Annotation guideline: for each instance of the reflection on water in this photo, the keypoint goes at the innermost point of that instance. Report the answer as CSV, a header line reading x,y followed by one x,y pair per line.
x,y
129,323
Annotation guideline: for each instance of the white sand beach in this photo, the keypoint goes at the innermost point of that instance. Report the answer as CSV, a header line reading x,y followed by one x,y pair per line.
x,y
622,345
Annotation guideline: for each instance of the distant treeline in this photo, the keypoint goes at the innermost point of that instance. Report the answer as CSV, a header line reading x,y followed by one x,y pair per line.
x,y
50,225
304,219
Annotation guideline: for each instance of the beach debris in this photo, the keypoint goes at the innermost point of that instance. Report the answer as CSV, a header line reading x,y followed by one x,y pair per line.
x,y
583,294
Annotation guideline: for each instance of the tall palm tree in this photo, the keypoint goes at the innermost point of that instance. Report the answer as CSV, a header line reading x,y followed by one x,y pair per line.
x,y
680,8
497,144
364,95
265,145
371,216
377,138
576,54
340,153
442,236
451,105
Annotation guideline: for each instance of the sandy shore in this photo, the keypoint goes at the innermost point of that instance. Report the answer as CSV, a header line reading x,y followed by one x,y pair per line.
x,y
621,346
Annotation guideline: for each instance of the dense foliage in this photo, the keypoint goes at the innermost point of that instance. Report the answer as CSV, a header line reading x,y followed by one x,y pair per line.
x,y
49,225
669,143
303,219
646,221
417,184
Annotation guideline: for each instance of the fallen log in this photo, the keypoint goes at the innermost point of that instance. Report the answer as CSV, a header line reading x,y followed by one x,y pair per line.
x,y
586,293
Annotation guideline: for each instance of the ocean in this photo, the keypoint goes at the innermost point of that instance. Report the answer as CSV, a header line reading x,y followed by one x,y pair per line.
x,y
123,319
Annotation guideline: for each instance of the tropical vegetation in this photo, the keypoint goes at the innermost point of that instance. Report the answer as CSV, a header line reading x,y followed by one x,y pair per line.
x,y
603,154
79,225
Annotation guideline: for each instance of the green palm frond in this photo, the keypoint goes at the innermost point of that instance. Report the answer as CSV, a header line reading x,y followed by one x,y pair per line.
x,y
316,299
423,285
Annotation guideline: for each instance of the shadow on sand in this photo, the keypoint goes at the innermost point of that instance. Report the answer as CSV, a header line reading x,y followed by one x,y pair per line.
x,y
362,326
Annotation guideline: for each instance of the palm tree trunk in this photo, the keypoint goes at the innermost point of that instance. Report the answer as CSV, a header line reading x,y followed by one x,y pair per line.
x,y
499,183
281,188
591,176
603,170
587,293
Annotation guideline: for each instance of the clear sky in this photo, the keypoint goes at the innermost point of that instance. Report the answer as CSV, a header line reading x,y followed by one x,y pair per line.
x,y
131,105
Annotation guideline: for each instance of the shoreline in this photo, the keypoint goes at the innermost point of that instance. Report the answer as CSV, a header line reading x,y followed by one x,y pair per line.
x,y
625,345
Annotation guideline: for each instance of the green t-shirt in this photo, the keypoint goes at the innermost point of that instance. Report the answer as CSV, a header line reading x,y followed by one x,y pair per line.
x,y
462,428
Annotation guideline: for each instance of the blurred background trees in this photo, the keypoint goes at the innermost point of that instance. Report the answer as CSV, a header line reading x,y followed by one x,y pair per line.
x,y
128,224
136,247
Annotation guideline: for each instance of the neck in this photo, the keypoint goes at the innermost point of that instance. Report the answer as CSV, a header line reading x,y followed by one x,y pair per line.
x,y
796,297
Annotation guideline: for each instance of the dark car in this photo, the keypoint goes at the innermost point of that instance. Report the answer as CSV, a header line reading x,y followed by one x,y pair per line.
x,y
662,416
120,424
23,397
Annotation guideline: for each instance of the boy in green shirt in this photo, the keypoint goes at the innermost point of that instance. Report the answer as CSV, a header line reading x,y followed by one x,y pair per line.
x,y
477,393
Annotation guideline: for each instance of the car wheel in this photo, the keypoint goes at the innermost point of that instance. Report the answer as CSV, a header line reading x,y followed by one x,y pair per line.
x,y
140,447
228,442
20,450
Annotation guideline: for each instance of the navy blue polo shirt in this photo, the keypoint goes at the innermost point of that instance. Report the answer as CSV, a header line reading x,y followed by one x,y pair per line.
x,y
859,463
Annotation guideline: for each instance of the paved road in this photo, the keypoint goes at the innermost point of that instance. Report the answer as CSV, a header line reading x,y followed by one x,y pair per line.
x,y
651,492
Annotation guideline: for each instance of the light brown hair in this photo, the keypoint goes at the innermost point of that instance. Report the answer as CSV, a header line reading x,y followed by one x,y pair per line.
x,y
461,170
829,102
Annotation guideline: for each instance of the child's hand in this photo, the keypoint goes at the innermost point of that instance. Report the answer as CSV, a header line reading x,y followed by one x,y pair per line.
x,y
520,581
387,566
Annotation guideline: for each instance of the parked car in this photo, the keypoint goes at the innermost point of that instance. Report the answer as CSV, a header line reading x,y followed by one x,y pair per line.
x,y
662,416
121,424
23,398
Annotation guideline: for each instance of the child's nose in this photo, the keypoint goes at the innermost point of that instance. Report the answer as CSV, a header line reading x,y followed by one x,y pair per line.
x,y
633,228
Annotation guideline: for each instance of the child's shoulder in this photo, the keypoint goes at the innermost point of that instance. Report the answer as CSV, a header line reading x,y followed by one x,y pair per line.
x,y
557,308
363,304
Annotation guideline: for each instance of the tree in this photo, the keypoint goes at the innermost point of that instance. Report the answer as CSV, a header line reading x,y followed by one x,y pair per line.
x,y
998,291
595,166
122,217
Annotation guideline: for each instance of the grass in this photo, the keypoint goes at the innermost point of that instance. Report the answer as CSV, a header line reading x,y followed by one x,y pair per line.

------------------------------------------------

* [What you will do] Repeat only what runs from the line holding "Annotation guideline: for each instance of the child's nose" to the end of the data, keeping every line exactly as written, first and last included.

* [Expected answer]
Annotation guideline: for each instance of the child's nose in this photo, the keypoint goes at the innermost point of that instance. Report the answer as CSV, a header line reading x,y followed by one x,y pair per line.
x,y
633,228
Annotation guideline: for each instance of the child's shoulder in this photo, the keypoint goes at the innermost point of that instance. Report the answer as CSV, a header line reading x,y followed by one x,y pair per line.
x,y
557,308
363,304
Annotation guideline: for each instance of the tree in this photo, the keypoint goes at the innermost point of that instance. Report the answer as CSV, a header line reading x,y followed by one x,y pair per line.
x,y
998,291
595,166
122,217
Annotation guideline: for each instance of the grass in this photo, the keypoint goes at the innermost point of that instance. Report the answer as CSV, a header line reading x,y followed by one x,y pair per line.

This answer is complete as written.